DATA FOR THIS TASK »
Start of Block

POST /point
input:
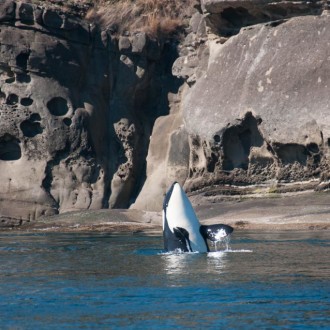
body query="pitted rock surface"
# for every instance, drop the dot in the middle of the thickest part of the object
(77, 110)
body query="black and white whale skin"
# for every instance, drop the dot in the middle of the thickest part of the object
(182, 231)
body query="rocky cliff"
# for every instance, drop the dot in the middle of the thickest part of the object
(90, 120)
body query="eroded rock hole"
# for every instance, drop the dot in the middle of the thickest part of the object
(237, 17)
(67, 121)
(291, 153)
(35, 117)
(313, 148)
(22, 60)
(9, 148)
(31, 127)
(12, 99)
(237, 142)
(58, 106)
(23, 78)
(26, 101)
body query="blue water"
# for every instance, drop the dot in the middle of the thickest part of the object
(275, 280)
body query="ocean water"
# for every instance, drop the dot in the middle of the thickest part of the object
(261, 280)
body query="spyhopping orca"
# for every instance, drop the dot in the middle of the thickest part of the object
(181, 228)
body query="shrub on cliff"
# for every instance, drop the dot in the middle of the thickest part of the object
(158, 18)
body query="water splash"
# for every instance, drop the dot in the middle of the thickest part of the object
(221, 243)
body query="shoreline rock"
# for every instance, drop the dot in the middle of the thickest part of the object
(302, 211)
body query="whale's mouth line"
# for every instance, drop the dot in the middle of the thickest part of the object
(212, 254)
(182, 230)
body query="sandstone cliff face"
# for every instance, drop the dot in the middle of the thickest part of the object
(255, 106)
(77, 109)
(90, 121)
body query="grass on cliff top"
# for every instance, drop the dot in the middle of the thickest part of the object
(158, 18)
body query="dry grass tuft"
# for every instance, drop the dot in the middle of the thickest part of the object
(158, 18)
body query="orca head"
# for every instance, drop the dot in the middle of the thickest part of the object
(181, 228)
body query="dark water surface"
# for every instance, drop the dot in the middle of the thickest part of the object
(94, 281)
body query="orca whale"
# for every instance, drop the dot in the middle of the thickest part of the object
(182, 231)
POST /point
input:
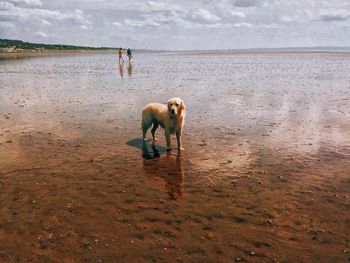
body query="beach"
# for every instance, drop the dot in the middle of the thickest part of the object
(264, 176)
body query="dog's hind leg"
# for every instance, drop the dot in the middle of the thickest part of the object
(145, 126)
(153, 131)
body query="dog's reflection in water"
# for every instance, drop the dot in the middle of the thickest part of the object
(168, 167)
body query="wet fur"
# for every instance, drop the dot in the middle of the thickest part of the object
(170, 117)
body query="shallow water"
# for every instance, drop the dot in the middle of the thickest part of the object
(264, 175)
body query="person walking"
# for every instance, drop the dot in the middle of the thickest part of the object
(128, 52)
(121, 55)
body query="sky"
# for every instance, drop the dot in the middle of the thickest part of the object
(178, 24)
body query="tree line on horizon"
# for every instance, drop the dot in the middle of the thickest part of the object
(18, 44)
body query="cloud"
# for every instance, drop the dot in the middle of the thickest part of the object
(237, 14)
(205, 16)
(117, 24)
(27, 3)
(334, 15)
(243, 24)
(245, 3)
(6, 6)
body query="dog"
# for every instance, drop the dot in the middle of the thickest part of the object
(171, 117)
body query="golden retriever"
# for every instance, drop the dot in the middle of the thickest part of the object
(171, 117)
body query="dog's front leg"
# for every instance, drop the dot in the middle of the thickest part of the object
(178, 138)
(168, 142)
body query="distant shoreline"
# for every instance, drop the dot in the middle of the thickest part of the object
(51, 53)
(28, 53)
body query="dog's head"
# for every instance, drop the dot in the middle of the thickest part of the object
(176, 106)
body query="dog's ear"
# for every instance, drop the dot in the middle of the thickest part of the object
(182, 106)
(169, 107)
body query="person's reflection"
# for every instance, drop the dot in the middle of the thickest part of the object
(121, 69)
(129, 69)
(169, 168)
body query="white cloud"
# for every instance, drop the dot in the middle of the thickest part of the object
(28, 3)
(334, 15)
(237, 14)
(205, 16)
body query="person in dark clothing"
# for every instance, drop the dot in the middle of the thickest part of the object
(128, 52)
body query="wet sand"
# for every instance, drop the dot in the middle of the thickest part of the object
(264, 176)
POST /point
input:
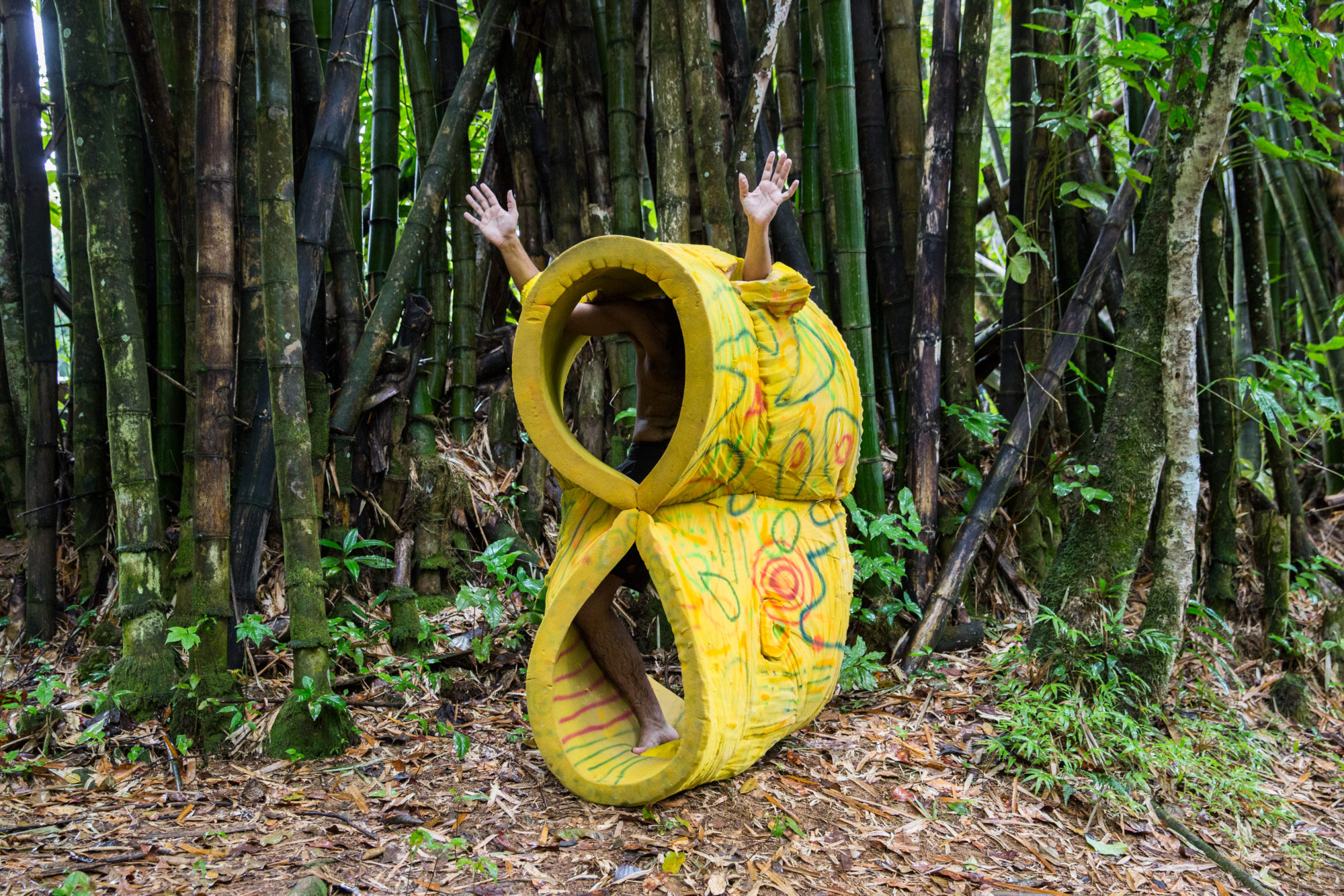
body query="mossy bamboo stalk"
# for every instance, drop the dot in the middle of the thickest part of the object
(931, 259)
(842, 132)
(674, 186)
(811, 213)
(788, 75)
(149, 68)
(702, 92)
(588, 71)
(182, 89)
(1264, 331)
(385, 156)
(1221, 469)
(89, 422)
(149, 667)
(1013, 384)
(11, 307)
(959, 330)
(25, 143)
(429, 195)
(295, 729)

End of Block

EXERCISE OBJECTIVE » One number only, please: the count of lines in the material holding the word "water".

YOUR RESPONSE » 6